━━━━━ Stored data
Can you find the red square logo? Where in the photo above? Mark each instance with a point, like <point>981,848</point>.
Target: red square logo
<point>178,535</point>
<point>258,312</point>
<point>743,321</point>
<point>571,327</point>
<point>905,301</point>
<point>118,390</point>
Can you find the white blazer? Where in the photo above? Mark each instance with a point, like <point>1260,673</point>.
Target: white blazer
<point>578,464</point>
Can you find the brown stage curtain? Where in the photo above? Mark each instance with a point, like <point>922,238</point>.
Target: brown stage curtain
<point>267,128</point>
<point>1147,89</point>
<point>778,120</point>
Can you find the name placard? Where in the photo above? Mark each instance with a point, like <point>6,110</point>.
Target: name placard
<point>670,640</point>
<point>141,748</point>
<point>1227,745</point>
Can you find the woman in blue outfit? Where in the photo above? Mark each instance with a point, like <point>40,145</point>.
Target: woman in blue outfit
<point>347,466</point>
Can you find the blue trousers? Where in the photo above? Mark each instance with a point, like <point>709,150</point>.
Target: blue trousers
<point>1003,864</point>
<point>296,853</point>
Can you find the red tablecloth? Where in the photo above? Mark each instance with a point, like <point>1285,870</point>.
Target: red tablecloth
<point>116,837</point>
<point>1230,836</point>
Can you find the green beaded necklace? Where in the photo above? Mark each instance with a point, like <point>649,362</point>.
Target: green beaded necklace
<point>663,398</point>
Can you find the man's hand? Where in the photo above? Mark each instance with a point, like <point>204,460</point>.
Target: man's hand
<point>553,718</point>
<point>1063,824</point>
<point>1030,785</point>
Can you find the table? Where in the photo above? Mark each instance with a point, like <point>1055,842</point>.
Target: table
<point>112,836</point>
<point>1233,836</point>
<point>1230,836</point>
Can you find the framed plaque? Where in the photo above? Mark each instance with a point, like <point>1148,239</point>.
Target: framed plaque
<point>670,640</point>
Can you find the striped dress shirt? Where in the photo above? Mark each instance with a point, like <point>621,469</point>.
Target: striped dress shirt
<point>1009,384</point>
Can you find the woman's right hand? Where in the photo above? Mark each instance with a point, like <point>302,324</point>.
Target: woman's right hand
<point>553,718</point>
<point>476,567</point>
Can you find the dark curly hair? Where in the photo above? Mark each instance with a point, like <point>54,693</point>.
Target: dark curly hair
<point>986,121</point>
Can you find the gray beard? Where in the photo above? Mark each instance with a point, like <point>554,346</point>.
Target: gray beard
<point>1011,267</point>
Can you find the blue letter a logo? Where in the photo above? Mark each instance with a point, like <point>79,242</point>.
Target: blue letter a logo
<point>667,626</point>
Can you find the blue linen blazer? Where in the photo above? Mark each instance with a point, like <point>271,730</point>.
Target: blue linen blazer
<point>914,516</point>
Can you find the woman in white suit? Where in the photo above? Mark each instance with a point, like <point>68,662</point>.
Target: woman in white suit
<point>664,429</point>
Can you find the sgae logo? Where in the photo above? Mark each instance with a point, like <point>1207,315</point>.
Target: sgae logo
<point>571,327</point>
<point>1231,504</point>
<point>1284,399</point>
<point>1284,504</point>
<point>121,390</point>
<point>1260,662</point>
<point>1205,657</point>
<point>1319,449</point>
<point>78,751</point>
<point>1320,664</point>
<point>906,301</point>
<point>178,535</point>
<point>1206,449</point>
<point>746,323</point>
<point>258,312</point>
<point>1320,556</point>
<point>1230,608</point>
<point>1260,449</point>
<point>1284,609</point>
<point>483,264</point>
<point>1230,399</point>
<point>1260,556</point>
━━━━━━━━━━
━━━━━ Stored data
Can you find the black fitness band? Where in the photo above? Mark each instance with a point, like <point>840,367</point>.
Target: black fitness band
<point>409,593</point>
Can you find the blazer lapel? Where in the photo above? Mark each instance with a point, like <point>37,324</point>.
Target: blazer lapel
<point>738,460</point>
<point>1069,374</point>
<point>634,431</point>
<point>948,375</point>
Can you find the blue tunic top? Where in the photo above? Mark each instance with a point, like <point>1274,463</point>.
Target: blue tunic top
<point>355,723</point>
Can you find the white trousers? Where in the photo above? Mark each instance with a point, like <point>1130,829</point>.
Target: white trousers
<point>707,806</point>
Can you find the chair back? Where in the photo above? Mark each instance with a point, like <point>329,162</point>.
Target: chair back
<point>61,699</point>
━━━━━━━━━━
**What this task involves**
From the material, copy out word for word the part that starts with the line containing "Can you find the red square" and ends with the line containing "<point>578,464</point>", with both of those lines included.

**Full output**
Can you find the red square logo? Where in the photo above? Mark each instance with a point, like <point>981,848</point>.
Target: red square logo
<point>178,535</point>
<point>258,312</point>
<point>743,321</point>
<point>571,327</point>
<point>905,301</point>
<point>118,390</point>
Can you find the white blazer? Where in the photo above? Mark each instance with a point, like <point>1260,673</point>.
Target: white blazer
<point>578,464</point>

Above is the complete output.